(Items listed in a dataset):
--- BEGIN ---
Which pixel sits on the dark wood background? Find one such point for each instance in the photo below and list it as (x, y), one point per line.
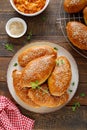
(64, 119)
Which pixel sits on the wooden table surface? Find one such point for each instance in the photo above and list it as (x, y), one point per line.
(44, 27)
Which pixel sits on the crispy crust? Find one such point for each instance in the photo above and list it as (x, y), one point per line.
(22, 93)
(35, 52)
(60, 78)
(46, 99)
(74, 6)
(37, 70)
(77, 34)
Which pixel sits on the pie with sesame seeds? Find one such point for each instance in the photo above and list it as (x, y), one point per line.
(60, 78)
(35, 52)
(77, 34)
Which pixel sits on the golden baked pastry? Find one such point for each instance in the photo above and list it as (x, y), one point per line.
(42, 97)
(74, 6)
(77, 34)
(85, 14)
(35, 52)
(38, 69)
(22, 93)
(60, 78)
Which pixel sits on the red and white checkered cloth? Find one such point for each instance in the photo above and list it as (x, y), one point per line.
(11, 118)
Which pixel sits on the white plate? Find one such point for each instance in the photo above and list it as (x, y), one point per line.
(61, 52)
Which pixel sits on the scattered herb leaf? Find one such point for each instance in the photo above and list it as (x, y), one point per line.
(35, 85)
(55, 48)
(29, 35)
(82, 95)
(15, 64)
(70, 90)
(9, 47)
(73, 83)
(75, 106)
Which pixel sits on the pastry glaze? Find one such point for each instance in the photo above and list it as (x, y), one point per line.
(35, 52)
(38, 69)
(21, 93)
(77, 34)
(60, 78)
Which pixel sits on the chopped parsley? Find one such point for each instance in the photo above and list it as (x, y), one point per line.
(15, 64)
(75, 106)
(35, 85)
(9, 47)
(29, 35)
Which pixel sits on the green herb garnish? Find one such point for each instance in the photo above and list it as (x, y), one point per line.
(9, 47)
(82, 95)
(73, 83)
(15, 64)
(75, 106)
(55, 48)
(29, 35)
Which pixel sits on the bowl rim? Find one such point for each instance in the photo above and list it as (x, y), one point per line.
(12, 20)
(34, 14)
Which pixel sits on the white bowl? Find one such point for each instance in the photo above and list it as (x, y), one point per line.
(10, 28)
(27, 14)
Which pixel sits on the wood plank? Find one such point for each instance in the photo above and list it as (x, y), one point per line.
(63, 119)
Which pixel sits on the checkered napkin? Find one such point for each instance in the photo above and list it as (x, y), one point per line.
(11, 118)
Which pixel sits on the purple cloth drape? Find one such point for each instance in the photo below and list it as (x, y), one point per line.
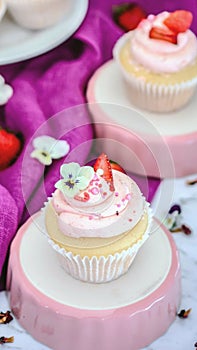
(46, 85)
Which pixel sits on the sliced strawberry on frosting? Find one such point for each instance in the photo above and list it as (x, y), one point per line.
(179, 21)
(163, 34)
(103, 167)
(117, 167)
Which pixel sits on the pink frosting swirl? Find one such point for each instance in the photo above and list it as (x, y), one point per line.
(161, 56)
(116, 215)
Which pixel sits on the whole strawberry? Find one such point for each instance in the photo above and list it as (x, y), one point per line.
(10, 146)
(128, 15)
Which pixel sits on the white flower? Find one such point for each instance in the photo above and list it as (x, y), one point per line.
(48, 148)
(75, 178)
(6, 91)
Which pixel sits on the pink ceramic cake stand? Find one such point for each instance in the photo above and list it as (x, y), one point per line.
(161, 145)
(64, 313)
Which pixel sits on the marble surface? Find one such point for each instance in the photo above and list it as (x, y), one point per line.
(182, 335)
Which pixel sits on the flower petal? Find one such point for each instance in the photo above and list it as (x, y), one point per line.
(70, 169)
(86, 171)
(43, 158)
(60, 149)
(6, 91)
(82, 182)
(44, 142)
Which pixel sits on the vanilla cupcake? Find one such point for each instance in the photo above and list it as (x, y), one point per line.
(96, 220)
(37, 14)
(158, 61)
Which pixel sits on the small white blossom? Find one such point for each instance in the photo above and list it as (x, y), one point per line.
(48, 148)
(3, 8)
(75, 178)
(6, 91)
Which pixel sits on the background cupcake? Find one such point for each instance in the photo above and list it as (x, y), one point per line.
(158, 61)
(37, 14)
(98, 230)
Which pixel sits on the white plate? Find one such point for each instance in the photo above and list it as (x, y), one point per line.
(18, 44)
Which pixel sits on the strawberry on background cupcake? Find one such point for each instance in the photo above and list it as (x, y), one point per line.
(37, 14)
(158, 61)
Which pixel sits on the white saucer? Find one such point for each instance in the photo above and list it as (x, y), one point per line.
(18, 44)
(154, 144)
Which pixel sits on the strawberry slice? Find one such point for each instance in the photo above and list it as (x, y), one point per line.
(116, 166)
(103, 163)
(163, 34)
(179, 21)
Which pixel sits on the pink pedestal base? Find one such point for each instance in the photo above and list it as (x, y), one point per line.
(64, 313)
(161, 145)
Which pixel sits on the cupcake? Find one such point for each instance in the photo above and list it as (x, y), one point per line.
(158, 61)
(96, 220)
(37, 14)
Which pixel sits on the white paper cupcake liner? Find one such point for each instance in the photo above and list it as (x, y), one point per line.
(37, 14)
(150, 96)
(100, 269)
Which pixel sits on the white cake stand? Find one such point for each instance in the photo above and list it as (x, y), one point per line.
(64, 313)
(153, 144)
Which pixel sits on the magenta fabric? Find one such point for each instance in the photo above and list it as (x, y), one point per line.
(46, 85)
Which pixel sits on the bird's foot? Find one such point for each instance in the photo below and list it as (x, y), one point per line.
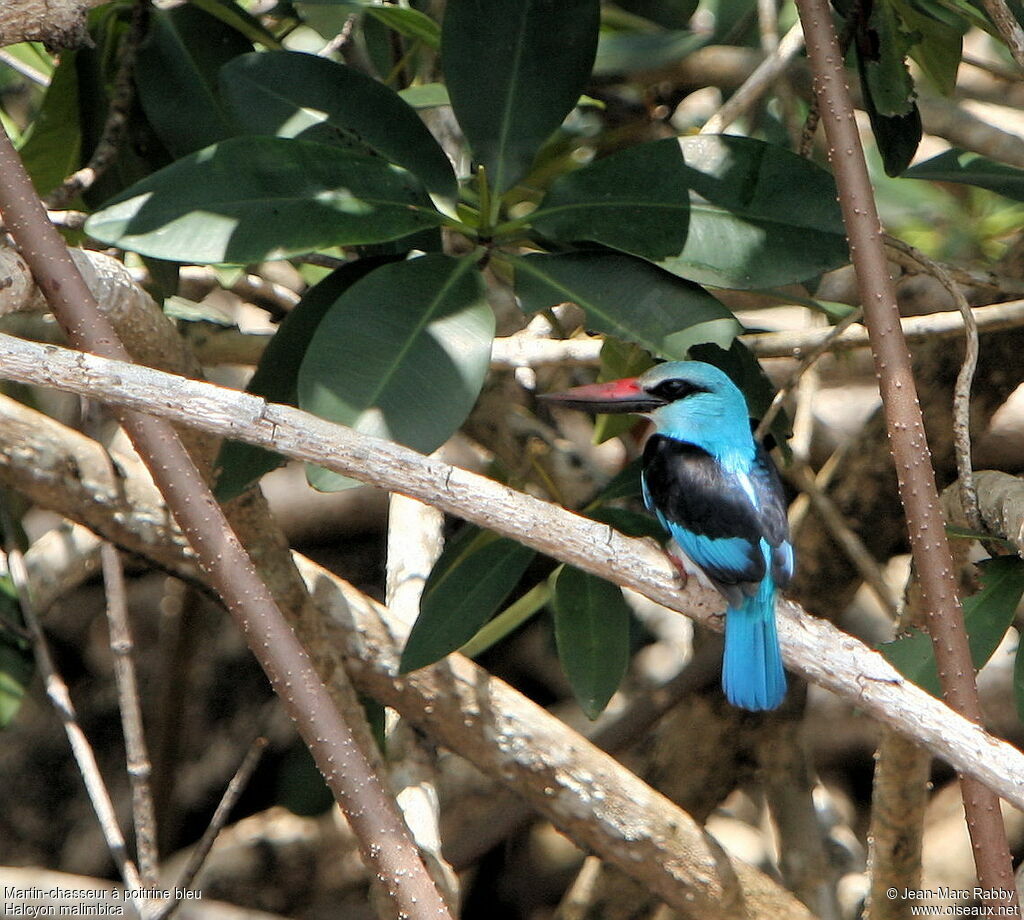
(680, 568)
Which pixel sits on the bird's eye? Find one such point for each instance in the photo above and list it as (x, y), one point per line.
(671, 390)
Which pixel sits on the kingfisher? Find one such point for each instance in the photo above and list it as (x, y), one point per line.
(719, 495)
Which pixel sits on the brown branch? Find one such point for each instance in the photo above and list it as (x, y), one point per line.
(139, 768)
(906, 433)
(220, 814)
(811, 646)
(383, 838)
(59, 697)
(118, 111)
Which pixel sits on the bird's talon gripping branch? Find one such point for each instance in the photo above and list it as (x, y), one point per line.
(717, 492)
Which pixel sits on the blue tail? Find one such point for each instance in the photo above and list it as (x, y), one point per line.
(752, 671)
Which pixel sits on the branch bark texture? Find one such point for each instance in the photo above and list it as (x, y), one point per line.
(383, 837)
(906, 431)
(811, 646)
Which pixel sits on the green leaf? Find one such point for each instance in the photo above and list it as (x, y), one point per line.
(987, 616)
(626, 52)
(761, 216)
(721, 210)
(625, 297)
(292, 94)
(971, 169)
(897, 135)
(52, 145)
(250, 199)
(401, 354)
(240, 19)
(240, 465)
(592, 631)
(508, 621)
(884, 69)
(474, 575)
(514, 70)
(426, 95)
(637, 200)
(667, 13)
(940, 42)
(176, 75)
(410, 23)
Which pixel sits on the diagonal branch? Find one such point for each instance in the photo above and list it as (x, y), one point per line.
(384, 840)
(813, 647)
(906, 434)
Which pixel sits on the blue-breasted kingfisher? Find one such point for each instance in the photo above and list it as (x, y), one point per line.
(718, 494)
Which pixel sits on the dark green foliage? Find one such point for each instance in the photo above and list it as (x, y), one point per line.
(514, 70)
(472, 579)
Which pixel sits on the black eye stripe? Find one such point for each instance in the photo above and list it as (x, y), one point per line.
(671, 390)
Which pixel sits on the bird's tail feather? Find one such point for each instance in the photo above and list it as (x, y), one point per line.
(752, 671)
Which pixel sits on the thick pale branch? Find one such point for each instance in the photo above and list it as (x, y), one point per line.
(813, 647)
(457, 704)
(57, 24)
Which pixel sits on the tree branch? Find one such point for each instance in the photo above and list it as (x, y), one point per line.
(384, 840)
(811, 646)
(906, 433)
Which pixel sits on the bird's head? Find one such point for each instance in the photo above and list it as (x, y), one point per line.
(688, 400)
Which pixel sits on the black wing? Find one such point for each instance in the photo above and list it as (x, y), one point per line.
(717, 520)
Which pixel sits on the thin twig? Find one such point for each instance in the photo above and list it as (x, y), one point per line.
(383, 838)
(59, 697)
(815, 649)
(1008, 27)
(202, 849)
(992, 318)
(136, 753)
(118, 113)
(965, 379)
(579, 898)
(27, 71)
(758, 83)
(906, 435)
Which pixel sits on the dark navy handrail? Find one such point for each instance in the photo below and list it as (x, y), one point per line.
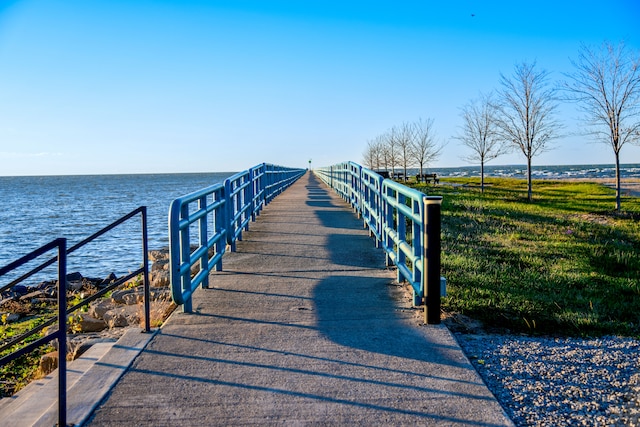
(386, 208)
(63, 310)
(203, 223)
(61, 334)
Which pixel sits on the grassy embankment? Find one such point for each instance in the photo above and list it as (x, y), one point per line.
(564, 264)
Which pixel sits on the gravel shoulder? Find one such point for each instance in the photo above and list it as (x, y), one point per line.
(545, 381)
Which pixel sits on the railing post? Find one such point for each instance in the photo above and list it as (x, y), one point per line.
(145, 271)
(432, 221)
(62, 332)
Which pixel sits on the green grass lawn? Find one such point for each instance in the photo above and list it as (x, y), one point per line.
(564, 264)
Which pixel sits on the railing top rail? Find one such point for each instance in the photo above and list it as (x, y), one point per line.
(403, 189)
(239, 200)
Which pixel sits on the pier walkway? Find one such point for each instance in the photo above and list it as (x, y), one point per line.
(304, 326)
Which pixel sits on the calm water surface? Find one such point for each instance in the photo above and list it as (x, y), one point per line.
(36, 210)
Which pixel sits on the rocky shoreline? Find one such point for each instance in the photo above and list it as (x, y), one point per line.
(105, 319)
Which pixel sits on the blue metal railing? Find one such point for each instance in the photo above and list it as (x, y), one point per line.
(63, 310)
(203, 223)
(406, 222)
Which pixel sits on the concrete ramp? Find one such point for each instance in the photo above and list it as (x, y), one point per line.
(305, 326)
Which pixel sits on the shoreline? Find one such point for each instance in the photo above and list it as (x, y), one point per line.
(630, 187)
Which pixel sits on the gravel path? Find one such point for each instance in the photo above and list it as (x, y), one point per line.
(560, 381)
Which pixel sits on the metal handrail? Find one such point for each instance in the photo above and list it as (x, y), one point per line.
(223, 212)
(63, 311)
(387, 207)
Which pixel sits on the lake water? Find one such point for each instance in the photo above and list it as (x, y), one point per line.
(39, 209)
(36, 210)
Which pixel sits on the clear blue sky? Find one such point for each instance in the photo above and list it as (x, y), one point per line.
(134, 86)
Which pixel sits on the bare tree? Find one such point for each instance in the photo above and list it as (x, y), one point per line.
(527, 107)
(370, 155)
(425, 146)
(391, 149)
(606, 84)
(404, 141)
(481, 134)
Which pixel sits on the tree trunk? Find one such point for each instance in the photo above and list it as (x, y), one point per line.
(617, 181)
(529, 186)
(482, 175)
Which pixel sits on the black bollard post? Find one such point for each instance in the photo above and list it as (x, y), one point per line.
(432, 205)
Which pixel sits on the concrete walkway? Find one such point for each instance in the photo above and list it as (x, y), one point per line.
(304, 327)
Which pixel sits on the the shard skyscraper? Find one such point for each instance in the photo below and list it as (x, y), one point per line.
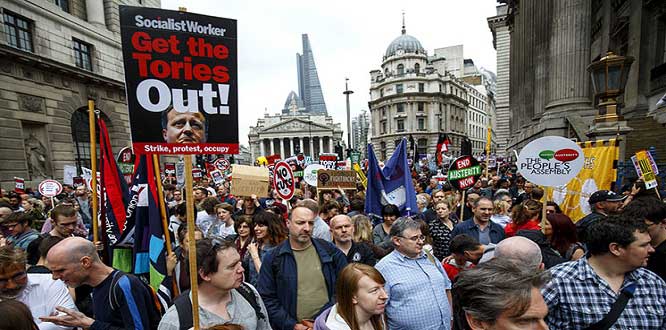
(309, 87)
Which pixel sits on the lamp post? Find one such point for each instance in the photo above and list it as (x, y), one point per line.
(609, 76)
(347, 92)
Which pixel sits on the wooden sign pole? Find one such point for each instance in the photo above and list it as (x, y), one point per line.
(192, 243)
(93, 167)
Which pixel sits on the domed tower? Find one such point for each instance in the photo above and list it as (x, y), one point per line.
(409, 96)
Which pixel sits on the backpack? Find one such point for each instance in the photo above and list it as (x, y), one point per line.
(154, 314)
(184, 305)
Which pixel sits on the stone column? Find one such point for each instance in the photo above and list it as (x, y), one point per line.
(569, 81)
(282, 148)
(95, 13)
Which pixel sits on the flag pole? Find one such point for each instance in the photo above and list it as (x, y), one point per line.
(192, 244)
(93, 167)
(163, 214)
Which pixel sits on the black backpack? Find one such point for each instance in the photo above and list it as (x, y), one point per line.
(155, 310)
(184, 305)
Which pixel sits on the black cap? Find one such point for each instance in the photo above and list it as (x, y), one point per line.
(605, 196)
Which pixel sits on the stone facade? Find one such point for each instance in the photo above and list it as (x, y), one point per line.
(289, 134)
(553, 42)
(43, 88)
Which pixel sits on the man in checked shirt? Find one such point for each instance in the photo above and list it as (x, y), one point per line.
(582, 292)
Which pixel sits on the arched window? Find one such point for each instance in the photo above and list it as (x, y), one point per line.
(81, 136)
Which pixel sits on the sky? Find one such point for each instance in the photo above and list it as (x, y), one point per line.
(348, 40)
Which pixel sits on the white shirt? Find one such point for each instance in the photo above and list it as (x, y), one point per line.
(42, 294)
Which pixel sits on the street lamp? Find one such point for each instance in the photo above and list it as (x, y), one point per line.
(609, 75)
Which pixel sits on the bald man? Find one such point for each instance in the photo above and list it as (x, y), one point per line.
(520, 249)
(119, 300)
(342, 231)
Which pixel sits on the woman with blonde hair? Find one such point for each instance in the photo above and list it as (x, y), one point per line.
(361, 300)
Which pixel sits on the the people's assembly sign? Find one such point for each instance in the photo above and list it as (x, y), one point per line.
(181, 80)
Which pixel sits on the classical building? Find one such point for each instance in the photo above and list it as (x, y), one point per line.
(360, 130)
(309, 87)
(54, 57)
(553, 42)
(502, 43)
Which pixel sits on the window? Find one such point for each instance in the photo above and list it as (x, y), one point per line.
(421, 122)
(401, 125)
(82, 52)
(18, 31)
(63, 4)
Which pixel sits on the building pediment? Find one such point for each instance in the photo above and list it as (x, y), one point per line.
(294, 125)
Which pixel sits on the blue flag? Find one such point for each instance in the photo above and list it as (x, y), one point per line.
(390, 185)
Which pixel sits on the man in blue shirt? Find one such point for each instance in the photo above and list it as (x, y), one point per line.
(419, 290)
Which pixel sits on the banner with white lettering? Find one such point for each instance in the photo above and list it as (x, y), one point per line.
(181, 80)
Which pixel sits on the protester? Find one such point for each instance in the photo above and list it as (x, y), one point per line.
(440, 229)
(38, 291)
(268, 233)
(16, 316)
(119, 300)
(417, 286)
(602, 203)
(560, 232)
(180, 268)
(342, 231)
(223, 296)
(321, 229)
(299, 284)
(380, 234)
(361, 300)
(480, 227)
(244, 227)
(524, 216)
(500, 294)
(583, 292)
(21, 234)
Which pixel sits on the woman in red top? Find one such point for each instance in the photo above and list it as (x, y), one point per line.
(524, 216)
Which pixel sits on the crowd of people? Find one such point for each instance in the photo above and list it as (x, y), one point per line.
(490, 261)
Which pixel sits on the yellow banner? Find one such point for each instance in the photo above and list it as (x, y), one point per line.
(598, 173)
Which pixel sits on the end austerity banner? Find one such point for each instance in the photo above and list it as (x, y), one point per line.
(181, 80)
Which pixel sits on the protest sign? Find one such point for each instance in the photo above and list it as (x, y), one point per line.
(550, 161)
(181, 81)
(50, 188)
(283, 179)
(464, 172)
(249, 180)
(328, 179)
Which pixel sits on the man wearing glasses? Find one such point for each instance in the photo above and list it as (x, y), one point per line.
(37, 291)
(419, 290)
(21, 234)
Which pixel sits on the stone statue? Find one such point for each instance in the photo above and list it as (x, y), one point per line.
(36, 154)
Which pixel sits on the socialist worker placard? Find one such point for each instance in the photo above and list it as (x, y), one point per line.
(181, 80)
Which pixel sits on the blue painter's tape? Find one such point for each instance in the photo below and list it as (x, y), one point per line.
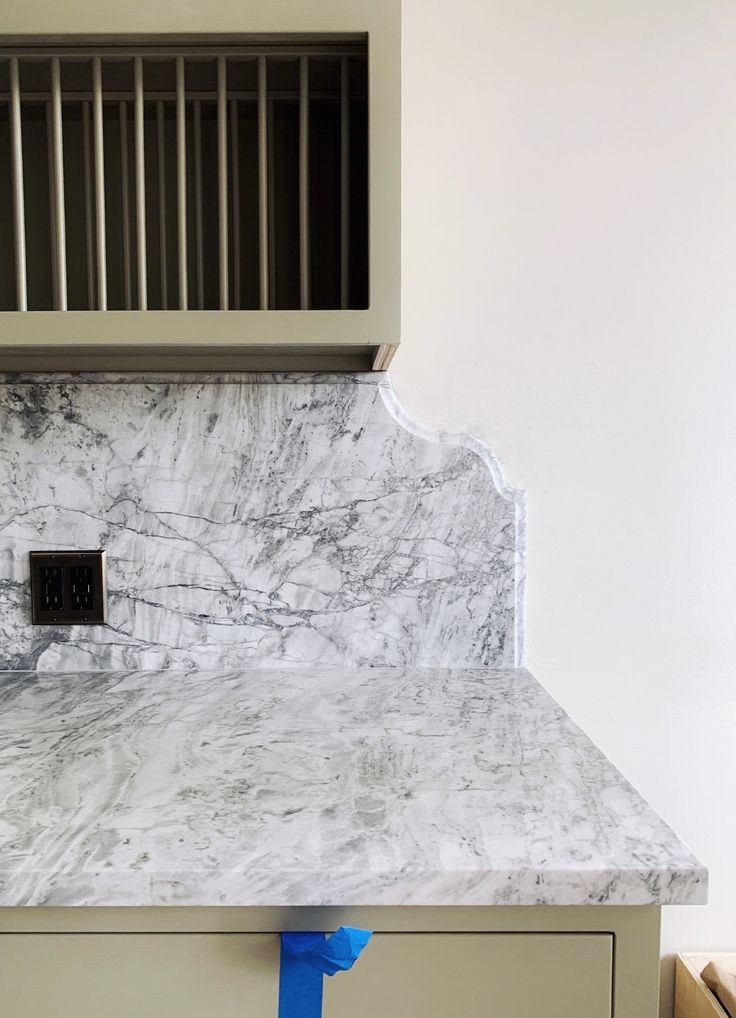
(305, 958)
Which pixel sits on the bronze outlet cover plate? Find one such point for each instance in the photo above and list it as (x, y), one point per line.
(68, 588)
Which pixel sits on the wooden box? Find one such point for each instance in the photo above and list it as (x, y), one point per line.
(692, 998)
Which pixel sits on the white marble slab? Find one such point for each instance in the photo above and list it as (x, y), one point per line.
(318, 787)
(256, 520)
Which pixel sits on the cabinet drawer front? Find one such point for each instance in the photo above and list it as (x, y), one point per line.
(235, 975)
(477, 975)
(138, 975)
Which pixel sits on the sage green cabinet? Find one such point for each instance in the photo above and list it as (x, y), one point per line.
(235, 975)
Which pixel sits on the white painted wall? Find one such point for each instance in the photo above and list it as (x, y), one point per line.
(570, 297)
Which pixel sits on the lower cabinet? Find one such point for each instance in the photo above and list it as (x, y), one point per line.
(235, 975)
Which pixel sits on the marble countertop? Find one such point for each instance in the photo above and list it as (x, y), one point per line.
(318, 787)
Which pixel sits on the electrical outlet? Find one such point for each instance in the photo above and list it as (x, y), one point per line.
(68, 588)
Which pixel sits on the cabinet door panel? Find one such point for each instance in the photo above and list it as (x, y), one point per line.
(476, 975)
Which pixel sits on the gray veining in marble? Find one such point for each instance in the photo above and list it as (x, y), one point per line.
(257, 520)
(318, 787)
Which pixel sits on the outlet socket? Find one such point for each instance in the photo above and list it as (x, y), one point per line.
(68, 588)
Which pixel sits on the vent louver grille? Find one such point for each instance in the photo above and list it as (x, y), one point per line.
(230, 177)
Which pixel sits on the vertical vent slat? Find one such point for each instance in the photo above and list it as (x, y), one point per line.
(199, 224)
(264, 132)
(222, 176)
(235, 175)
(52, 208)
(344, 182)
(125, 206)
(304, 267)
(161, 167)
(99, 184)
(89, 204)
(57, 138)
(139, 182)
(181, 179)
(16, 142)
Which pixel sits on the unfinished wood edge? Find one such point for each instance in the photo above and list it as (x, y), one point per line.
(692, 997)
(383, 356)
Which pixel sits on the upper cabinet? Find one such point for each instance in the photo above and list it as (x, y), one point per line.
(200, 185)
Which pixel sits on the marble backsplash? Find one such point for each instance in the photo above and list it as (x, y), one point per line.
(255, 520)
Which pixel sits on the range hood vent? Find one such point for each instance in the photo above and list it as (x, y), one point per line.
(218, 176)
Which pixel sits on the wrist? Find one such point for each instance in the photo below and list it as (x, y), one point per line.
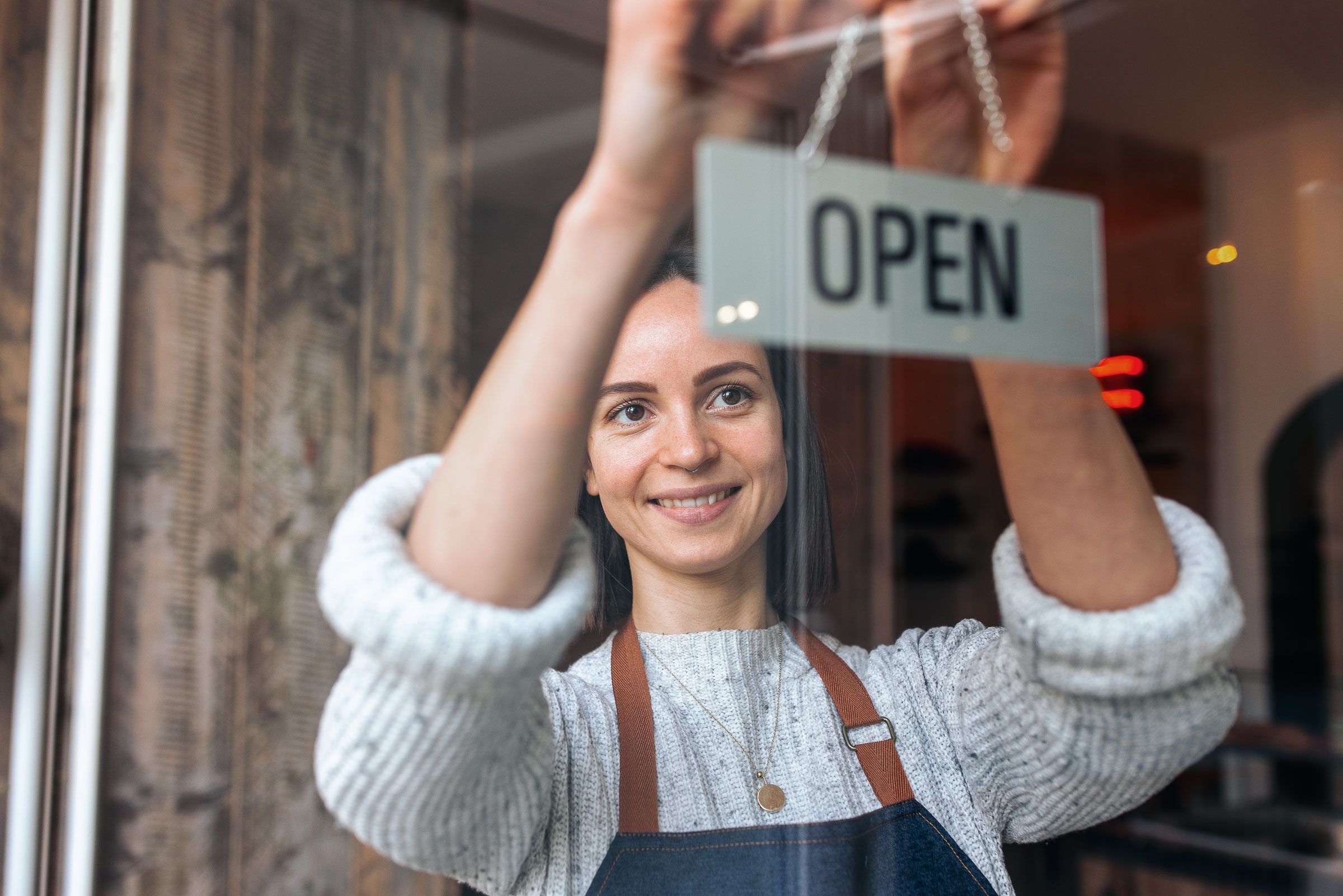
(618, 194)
--- END ---
(EXERCISE AIM): Set down only the lines running from the line with "Which pixel sits on the upper" to the end of the entries, inclusive; omit every picture.

(PROBLEM SOLUTION):
Which pixel sits on the upper cabinet? Find one such point for each instance in the photo above and list it as (x, y), one point per line.
(200, 185)
Which pixel sits on the marble backsplash? Find one such point for each instance in the photo above and list it as (x, y), one point per line.
(255, 520)
Which pixel sits on the range hood vent? Find one such point for each instance in the photo above and list it as (x, y), one point per line.
(218, 176)
Which pixel sits on the wrist? Find one such point for each instance in the photo below and list it as (x, y), one point per line.
(618, 194)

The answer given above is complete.